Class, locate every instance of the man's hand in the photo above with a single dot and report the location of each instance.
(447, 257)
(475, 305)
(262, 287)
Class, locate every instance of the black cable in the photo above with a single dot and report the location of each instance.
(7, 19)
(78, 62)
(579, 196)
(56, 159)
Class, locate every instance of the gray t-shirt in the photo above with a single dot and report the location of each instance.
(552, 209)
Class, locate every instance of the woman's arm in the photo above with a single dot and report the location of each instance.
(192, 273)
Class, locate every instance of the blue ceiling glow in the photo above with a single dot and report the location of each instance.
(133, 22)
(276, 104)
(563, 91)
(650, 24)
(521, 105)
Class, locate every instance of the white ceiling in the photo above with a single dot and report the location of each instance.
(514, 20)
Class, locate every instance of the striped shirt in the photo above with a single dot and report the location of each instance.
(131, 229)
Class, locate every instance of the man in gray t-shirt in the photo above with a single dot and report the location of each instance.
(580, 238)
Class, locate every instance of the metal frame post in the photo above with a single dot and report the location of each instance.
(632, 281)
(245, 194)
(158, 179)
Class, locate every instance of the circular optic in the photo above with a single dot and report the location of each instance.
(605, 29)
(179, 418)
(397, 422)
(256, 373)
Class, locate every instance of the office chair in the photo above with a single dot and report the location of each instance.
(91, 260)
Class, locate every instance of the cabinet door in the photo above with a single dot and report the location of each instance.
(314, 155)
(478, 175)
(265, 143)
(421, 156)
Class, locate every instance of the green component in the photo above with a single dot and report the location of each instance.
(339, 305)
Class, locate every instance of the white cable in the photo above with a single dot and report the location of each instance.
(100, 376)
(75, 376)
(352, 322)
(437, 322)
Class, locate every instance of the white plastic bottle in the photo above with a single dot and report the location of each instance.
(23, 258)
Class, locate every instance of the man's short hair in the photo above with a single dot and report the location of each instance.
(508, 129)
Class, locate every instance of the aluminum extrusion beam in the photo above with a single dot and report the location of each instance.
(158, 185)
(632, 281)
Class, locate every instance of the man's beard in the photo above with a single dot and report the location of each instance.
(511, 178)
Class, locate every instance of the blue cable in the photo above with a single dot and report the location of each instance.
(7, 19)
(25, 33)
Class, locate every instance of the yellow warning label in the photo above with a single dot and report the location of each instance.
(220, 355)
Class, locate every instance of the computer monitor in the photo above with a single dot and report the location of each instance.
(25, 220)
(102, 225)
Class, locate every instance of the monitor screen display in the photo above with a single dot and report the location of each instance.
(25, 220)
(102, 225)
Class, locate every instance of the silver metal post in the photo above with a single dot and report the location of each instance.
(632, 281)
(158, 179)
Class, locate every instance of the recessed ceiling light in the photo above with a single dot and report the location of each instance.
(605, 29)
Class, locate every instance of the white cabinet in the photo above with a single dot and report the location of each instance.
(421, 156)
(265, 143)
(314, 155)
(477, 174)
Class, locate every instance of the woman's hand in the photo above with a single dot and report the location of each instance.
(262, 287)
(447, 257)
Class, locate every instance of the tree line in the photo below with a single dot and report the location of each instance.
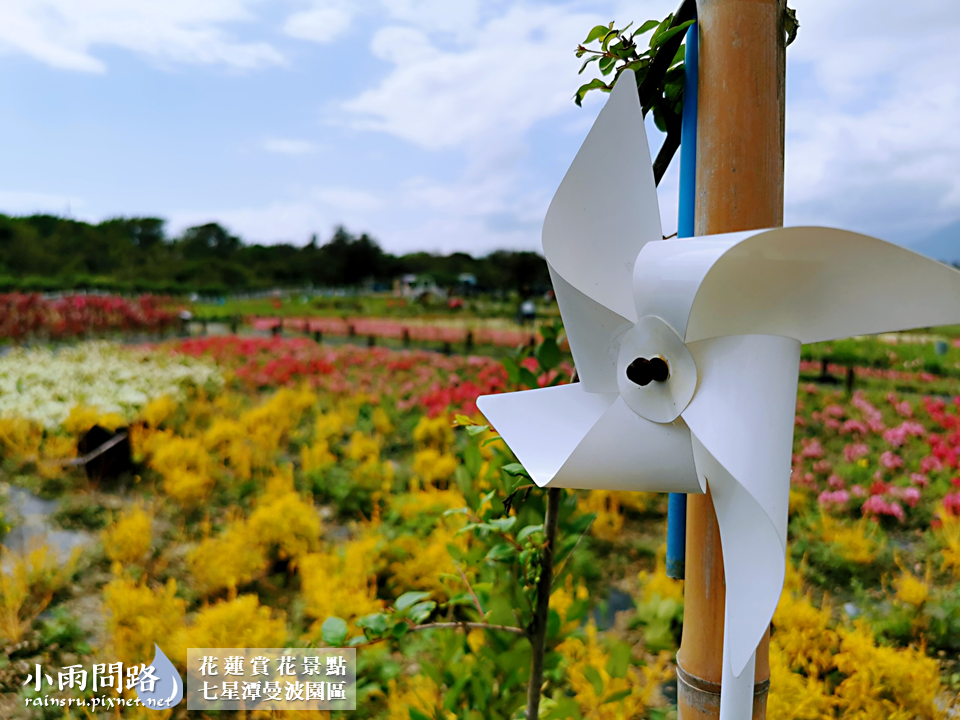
(50, 253)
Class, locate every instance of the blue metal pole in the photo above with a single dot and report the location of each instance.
(677, 509)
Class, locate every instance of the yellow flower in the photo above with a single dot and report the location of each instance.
(420, 693)
(428, 502)
(187, 487)
(606, 504)
(285, 525)
(329, 426)
(241, 622)
(423, 563)
(363, 447)
(138, 617)
(586, 659)
(381, 421)
(158, 410)
(28, 582)
(128, 539)
(316, 456)
(224, 562)
(476, 639)
(855, 544)
(884, 682)
(435, 433)
(432, 466)
(341, 582)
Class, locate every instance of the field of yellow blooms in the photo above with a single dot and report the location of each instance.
(288, 494)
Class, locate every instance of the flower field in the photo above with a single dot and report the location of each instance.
(469, 332)
(31, 315)
(292, 494)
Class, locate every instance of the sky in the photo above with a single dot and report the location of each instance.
(438, 125)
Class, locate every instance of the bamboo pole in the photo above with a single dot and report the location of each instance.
(740, 139)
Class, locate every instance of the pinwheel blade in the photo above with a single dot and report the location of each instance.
(741, 420)
(623, 451)
(606, 207)
(592, 331)
(567, 437)
(754, 565)
(807, 283)
(542, 427)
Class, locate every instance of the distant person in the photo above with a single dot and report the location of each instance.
(528, 312)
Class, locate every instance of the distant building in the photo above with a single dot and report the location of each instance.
(420, 287)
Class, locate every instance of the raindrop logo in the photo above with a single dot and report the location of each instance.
(159, 686)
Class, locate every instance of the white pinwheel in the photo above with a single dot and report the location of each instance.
(688, 354)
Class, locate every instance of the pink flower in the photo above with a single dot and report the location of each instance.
(822, 466)
(931, 462)
(833, 499)
(833, 411)
(811, 448)
(895, 436)
(853, 451)
(876, 505)
(851, 426)
(909, 495)
(890, 461)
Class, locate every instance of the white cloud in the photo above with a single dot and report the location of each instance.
(26, 203)
(289, 147)
(492, 91)
(324, 22)
(293, 219)
(342, 198)
(63, 33)
(872, 141)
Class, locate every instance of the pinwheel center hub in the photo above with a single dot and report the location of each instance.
(656, 373)
(643, 371)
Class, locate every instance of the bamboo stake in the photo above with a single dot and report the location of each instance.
(740, 140)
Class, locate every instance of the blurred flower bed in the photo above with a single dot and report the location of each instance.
(69, 316)
(295, 494)
(456, 333)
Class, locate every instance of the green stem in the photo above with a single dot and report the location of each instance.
(538, 630)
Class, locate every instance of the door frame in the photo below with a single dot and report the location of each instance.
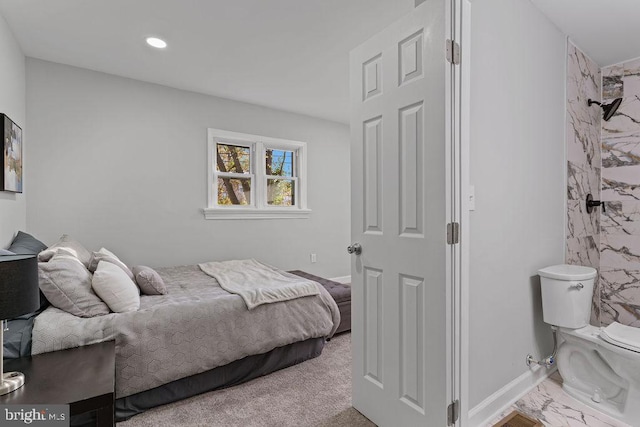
(461, 334)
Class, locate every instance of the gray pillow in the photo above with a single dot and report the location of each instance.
(108, 256)
(149, 281)
(73, 246)
(115, 288)
(26, 244)
(66, 283)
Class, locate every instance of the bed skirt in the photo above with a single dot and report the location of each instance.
(234, 373)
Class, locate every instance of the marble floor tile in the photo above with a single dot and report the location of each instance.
(554, 408)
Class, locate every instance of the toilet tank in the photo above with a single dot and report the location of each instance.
(567, 291)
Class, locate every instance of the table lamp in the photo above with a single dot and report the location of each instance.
(19, 294)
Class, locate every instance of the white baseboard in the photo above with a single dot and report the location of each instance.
(489, 409)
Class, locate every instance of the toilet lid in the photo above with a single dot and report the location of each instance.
(622, 336)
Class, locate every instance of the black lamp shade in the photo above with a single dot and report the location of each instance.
(19, 291)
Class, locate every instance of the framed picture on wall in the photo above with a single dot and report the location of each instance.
(11, 178)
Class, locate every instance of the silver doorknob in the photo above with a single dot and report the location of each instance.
(354, 249)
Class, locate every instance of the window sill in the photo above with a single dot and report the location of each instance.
(230, 213)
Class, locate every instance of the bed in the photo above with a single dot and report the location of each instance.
(192, 337)
(167, 349)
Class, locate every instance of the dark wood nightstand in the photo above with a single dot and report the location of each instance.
(83, 378)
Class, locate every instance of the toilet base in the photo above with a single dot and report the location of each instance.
(599, 374)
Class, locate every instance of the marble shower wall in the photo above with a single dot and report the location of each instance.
(584, 164)
(620, 224)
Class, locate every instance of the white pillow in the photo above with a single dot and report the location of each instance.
(106, 255)
(69, 244)
(115, 288)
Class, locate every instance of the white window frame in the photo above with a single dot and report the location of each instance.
(258, 209)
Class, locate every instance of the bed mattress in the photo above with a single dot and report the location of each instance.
(196, 327)
(341, 294)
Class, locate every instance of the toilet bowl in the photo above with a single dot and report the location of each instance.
(599, 366)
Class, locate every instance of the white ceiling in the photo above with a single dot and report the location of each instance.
(606, 30)
(286, 54)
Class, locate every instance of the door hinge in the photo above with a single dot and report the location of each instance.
(453, 52)
(453, 412)
(453, 233)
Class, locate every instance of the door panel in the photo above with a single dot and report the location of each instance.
(400, 208)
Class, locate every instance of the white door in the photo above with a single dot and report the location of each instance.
(401, 174)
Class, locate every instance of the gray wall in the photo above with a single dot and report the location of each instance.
(517, 167)
(12, 103)
(123, 164)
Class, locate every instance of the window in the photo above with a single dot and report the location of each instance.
(252, 176)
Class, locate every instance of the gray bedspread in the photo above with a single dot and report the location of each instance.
(197, 326)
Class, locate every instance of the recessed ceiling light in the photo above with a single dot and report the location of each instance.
(156, 42)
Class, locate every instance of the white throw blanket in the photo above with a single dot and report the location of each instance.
(258, 283)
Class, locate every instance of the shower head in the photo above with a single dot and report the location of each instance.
(608, 110)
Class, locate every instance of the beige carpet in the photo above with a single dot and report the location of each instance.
(314, 393)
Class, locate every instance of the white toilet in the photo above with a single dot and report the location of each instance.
(599, 366)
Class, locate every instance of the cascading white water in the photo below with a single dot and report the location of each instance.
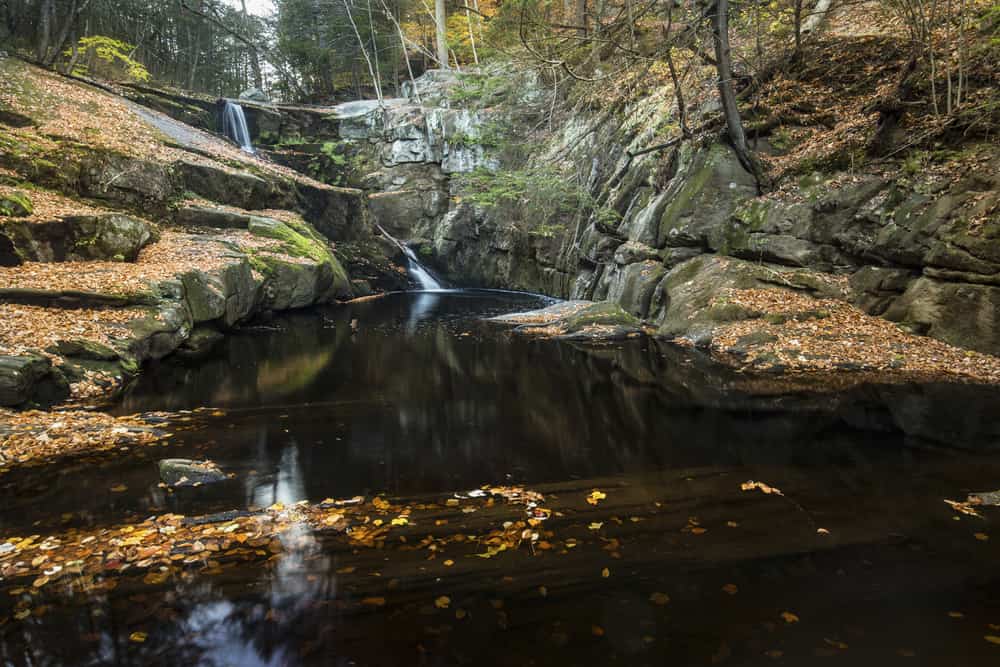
(419, 271)
(234, 125)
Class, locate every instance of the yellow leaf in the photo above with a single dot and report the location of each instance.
(659, 598)
(760, 486)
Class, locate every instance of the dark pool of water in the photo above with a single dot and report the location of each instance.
(415, 395)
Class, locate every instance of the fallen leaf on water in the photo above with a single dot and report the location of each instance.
(964, 508)
(760, 486)
(155, 578)
(596, 496)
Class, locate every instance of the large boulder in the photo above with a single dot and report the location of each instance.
(30, 379)
(108, 237)
(963, 314)
(691, 301)
(186, 472)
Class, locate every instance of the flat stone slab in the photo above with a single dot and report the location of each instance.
(577, 321)
(187, 472)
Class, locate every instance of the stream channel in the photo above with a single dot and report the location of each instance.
(859, 561)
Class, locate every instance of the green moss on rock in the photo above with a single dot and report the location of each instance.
(16, 204)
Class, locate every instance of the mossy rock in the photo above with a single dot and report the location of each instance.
(16, 204)
(30, 379)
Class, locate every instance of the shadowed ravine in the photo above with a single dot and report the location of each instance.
(414, 396)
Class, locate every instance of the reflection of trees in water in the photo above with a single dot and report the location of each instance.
(406, 400)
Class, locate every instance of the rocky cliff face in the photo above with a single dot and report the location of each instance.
(919, 248)
(667, 233)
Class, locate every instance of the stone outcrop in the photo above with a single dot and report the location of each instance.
(113, 237)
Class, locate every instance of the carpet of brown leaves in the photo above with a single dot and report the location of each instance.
(49, 205)
(25, 329)
(823, 335)
(174, 254)
(37, 437)
(67, 110)
(164, 546)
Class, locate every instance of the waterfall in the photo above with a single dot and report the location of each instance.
(420, 272)
(234, 126)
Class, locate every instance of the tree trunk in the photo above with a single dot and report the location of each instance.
(44, 29)
(727, 93)
(258, 79)
(75, 9)
(441, 36)
(581, 17)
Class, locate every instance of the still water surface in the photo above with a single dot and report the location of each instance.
(415, 396)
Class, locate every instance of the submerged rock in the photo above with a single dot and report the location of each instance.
(576, 320)
(187, 472)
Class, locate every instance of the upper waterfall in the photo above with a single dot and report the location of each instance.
(419, 272)
(234, 125)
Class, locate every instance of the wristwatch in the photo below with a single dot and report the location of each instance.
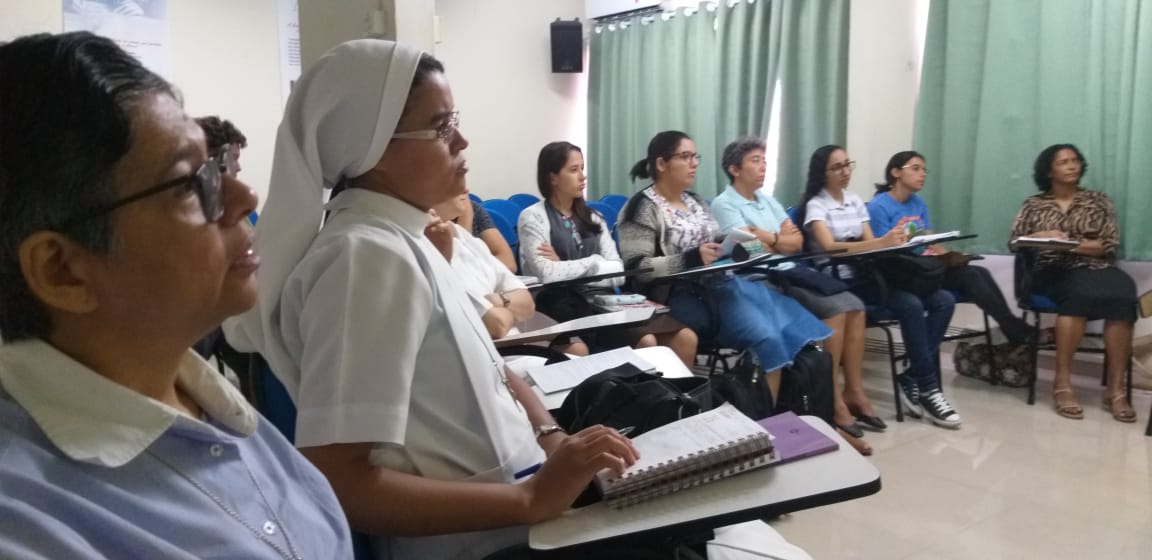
(547, 430)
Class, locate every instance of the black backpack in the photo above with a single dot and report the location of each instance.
(624, 396)
(805, 386)
(914, 273)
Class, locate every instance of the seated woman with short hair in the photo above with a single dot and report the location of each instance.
(562, 239)
(122, 243)
(743, 206)
(1084, 282)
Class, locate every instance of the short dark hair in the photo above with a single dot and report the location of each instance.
(734, 153)
(66, 104)
(662, 145)
(817, 179)
(895, 161)
(425, 66)
(552, 158)
(1043, 167)
(219, 131)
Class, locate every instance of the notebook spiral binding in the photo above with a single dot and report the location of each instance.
(690, 470)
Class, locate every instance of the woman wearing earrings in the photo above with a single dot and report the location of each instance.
(562, 239)
(835, 218)
(1084, 282)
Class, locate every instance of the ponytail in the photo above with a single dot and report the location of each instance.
(662, 145)
(817, 174)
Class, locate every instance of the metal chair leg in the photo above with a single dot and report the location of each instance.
(1035, 350)
(892, 365)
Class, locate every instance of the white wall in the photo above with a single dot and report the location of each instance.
(498, 59)
(225, 60)
(885, 50)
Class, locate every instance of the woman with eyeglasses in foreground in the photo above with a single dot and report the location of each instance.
(835, 218)
(122, 243)
(1084, 281)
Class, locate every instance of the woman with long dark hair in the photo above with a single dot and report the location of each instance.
(562, 239)
(835, 218)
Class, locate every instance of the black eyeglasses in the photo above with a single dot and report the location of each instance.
(206, 182)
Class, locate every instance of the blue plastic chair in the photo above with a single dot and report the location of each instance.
(508, 210)
(523, 199)
(608, 212)
(506, 228)
(614, 201)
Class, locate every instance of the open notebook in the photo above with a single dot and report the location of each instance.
(690, 452)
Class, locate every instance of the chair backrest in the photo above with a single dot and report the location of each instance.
(614, 201)
(506, 227)
(609, 213)
(523, 199)
(510, 211)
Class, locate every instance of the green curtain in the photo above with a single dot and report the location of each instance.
(1005, 78)
(712, 75)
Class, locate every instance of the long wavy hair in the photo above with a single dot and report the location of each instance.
(817, 179)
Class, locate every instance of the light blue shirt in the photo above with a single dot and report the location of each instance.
(733, 211)
(91, 469)
(887, 211)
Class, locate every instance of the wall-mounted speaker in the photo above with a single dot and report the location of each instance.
(567, 46)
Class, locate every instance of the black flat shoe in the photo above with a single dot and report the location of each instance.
(853, 430)
(871, 423)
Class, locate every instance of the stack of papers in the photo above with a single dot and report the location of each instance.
(563, 376)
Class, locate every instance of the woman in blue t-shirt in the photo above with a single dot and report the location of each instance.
(896, 201)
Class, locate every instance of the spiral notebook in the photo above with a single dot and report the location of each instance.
(690, 452)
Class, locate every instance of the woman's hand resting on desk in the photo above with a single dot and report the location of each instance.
(710, 252)
(566, 473)
(895, 236)
(1055, 234)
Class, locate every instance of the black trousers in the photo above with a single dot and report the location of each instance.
(976, 285)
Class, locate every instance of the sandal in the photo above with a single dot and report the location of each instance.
(1067, 407)
(1121, 410)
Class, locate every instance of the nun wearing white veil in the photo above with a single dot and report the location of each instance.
(402, 401)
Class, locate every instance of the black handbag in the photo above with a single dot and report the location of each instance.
(624, 396)
(914, 273)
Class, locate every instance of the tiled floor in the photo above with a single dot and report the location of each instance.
(1016, 482)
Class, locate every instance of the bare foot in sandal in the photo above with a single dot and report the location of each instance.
(1067, 406)
(1121, 410)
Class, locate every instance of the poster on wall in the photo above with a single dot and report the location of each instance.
(289, 45)
(139, 27)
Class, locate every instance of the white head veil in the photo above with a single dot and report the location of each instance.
(327, 134)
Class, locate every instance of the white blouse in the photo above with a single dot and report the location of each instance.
(392, 352)
(535, 231)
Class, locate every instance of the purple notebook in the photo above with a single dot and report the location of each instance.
(795, 438)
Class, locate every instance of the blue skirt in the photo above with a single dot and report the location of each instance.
(745, 315)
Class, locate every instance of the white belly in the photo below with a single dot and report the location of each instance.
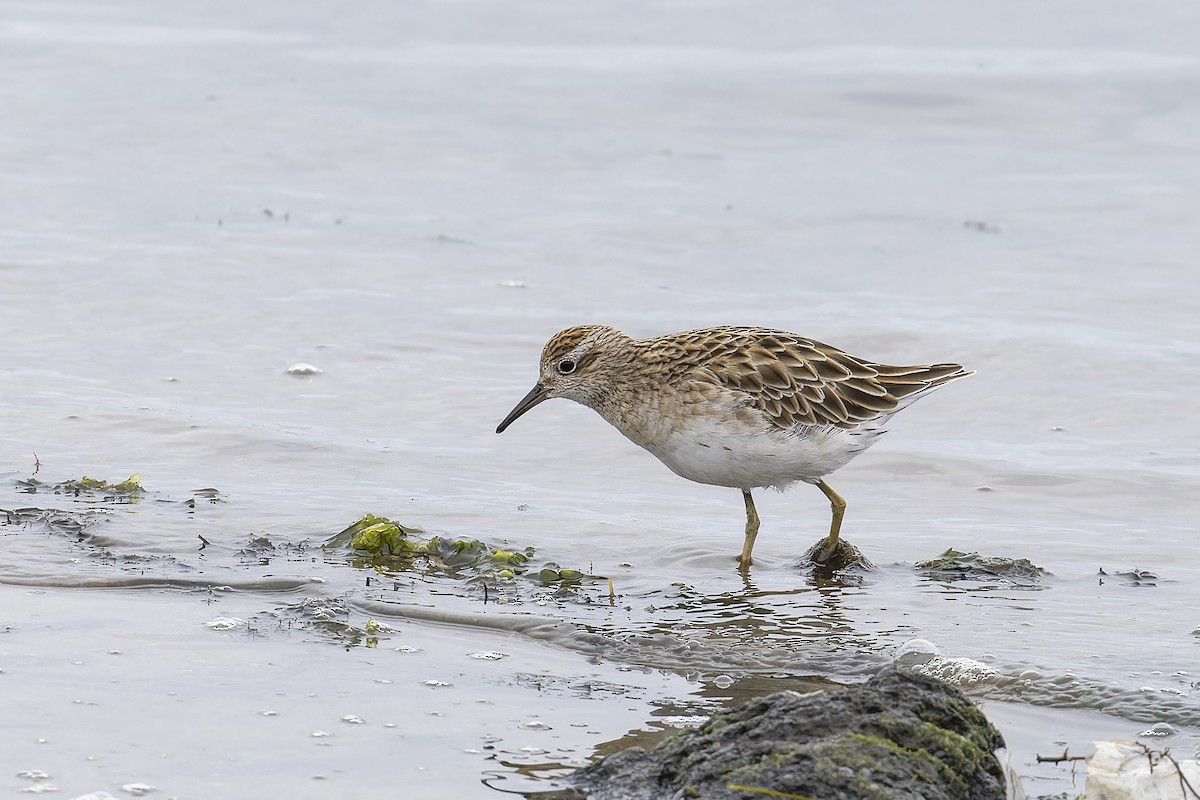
(712, 452)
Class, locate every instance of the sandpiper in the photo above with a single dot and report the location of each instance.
(738, 407)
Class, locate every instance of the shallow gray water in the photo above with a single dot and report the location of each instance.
(413, 198)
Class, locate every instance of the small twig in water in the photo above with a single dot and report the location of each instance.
(769, 793)
(1059, 759)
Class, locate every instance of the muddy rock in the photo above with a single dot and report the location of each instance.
(898, 735)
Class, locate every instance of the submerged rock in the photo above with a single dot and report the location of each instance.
(898, 735)
(953, 565)
(835, 557)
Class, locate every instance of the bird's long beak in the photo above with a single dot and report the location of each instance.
(537, 395)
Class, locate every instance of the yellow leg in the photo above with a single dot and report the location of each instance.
(751, 529)
(839, 510)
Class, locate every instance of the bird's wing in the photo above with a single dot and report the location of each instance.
(796, 380)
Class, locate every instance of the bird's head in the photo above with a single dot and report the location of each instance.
(574, 365)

────────────────────

## What you need to do
Rescale everything from the line containing "Class, locate every instance of the yellow leg" down to the end of the records, and leave out all other lines. Give each of these lines again, requests included. Multiply every coordinate in the answers by 0.7 and round to whole numbers, with halves rounding up.

## Final result
Class, locate every instance of the yellow leg in the photo above with a single dot and report the location of each instance.
(526, 370)
(587, 357)
Class, locate every instance of the bird's wing in the photo above with a single dot and report the location of each instance.
(557, 266)
Class, locate every instance of the bird's head in the photo above with a single dot and report the location of each instance.
(402, 256)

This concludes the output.